- **Problem requirements**: Please set out everything in the material, from the line containing "Drop a pin on the modern" down to the very end, as a numbered list, both ends included and blank lines left out.

####################

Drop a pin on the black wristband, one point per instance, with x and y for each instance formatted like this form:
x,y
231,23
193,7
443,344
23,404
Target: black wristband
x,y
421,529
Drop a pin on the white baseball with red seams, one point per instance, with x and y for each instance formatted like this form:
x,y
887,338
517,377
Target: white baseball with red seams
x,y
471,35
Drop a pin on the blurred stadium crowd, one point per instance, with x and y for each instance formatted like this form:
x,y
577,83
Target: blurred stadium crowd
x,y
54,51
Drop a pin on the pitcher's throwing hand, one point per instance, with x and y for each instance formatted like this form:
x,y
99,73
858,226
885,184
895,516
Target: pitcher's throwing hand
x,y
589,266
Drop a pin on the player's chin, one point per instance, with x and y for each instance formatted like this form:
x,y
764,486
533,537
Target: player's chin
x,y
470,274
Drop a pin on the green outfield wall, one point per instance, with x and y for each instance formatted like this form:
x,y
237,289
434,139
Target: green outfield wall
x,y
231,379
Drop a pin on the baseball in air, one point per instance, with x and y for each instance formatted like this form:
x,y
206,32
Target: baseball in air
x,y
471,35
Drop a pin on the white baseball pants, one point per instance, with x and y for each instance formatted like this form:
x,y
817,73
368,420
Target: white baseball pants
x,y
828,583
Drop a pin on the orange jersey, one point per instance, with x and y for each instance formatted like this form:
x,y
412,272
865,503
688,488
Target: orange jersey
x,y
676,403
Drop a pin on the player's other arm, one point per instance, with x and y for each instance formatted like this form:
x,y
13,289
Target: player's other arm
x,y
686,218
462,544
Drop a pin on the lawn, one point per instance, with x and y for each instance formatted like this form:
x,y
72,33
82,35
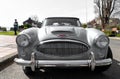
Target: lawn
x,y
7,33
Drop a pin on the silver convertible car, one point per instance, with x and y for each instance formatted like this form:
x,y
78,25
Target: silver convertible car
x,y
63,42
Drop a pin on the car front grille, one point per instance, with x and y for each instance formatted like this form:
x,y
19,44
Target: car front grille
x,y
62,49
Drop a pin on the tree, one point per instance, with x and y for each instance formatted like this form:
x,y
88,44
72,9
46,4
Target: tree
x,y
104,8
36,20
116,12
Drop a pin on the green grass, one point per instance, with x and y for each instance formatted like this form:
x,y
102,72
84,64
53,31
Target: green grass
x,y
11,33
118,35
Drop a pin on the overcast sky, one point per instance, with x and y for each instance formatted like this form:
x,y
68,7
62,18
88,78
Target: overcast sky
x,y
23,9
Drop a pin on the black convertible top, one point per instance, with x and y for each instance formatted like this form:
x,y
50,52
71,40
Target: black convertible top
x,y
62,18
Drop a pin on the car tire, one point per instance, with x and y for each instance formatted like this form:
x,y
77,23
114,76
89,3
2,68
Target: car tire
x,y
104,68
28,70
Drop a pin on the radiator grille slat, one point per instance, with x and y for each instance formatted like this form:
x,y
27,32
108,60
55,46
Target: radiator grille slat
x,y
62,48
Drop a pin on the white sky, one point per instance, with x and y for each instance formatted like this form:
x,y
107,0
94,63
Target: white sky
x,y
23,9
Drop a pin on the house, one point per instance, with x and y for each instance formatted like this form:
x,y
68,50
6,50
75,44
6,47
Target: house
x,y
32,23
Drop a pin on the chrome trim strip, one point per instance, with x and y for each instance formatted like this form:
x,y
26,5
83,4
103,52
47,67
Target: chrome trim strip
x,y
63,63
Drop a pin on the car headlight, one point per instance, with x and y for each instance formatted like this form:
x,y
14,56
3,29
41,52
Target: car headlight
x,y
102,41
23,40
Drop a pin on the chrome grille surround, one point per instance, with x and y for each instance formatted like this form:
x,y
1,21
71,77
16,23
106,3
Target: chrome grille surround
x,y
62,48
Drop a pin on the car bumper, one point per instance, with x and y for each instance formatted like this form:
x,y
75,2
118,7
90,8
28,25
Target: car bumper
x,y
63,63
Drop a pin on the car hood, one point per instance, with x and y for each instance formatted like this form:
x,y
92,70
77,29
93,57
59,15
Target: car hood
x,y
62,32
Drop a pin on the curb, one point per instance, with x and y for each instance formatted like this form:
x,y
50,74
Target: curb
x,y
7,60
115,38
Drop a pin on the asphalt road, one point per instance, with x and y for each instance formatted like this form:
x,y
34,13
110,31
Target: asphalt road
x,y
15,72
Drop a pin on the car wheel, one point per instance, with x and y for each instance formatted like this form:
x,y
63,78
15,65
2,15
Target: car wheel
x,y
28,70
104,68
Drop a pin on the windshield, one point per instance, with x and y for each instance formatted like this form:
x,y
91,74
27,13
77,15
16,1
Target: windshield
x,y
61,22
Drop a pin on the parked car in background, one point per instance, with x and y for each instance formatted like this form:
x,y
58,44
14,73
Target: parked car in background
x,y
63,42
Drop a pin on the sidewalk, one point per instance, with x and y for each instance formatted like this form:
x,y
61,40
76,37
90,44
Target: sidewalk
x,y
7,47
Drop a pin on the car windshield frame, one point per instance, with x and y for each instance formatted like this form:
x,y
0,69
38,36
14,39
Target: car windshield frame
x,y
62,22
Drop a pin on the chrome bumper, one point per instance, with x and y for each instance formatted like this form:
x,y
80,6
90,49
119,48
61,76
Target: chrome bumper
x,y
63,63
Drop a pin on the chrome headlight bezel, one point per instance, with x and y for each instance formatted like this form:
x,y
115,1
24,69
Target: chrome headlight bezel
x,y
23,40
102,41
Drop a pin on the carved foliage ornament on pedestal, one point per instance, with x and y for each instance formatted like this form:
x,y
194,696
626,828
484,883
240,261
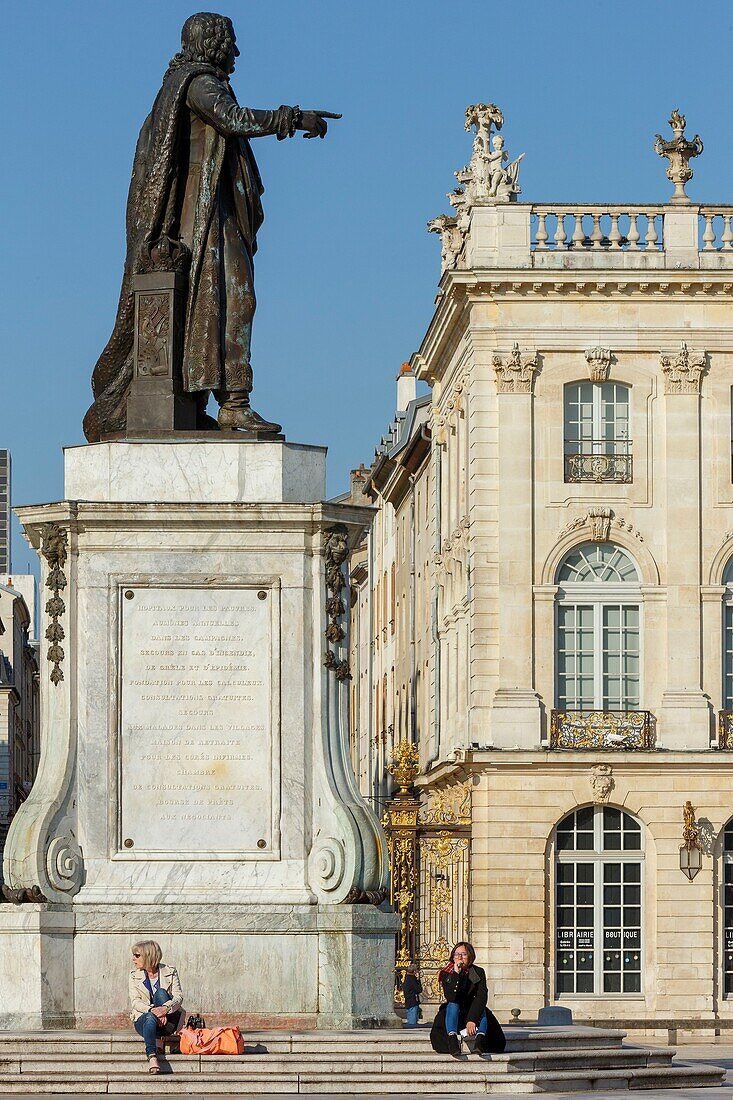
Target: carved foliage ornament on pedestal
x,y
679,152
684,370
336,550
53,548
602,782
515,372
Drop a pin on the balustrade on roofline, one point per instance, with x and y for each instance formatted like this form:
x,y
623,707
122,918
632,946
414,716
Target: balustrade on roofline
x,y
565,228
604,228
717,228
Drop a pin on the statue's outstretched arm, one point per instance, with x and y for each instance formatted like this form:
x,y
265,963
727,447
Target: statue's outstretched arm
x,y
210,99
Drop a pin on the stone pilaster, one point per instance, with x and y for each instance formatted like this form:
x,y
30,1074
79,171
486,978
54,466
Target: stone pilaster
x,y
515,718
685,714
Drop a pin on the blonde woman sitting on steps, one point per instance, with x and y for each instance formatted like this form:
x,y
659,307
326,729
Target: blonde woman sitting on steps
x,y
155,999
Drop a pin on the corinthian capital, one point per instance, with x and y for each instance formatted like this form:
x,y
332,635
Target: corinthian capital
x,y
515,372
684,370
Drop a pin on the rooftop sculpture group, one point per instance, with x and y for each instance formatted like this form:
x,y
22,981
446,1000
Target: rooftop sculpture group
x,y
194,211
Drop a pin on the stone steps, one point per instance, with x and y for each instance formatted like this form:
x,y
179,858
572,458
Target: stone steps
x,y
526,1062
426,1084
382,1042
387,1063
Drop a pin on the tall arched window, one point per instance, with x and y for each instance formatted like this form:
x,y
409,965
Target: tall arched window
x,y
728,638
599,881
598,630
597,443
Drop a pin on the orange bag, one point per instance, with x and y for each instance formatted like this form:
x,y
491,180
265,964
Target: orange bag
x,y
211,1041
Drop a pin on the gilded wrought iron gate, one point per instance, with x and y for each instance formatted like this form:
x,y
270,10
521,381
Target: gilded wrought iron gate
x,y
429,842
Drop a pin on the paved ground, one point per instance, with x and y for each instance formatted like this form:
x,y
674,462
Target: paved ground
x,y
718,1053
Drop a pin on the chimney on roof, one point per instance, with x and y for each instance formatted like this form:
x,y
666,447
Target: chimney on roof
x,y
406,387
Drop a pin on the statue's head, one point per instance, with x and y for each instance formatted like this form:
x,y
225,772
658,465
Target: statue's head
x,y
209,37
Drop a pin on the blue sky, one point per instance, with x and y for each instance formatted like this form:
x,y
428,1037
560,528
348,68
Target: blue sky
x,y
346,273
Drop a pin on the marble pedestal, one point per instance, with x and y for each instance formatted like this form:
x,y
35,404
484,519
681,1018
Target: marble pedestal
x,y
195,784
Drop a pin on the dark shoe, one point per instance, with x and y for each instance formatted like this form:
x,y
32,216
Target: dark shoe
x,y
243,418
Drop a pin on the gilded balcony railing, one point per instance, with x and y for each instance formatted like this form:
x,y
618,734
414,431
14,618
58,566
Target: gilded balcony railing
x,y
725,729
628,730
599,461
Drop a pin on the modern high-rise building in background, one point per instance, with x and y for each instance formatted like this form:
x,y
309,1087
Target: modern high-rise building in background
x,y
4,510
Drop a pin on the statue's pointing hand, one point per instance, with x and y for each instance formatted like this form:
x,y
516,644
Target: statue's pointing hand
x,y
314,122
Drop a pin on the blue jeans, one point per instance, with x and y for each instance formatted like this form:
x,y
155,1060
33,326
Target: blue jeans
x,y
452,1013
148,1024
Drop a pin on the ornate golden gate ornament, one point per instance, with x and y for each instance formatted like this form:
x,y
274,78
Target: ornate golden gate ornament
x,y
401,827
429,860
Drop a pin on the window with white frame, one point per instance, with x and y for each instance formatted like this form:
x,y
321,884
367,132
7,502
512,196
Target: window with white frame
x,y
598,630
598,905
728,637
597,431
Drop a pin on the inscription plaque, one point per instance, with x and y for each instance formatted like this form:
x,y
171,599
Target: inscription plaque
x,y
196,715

####################

- **Reply**:
1. Drop a pin on the modern high-rise building in background, one point per instance, with x and y for each instance formatted like this form:
2. x,y
3. 309,1087
4. Target: modern high-rise building in background
5. x,y
6. 4,510
7. Drop a pin on the statue's pointing hand, one point per instance, with x and y for each instance formatted like this form:
8. x,y
9. 516,644
10. Target: statue's pointing hand
11. x,y
12. 314,122
13. Drop a pin on the blue jeans, one point per instance, with x and y for each instance formatted like this form:
14. x,y
15. 155,1060
16. 33,326
17. Target: blue jeans
18. x,y
19. 452,1013
20. 148,1024
21. Drop a pin on the ornate golden gate ornament, one point per instance, with x and y for each instance formatted like this form:
22. x,y
23. 274,78
24. Target: ornate golden gate ornament
25. x,y
26. 401,827
27. 429,860
28. Drop a pin on the window with white frame, one point per instance, with x and y for each instance formatted like this form:
29. x,y
30. 321,884
31. 367,132
32. 7,502
33. 512,196
34. Target: window with white frame
35. x,y
36. 598,630
37. 598,905
38. 728,637
39. 597,431
40. Drop a pin on the inscription plaque, one point per instance, with x and y for each instance formatted like this form:
41. x,y
42. 171,599
43. Target: inscription plaque
44. x,y
45. 196,715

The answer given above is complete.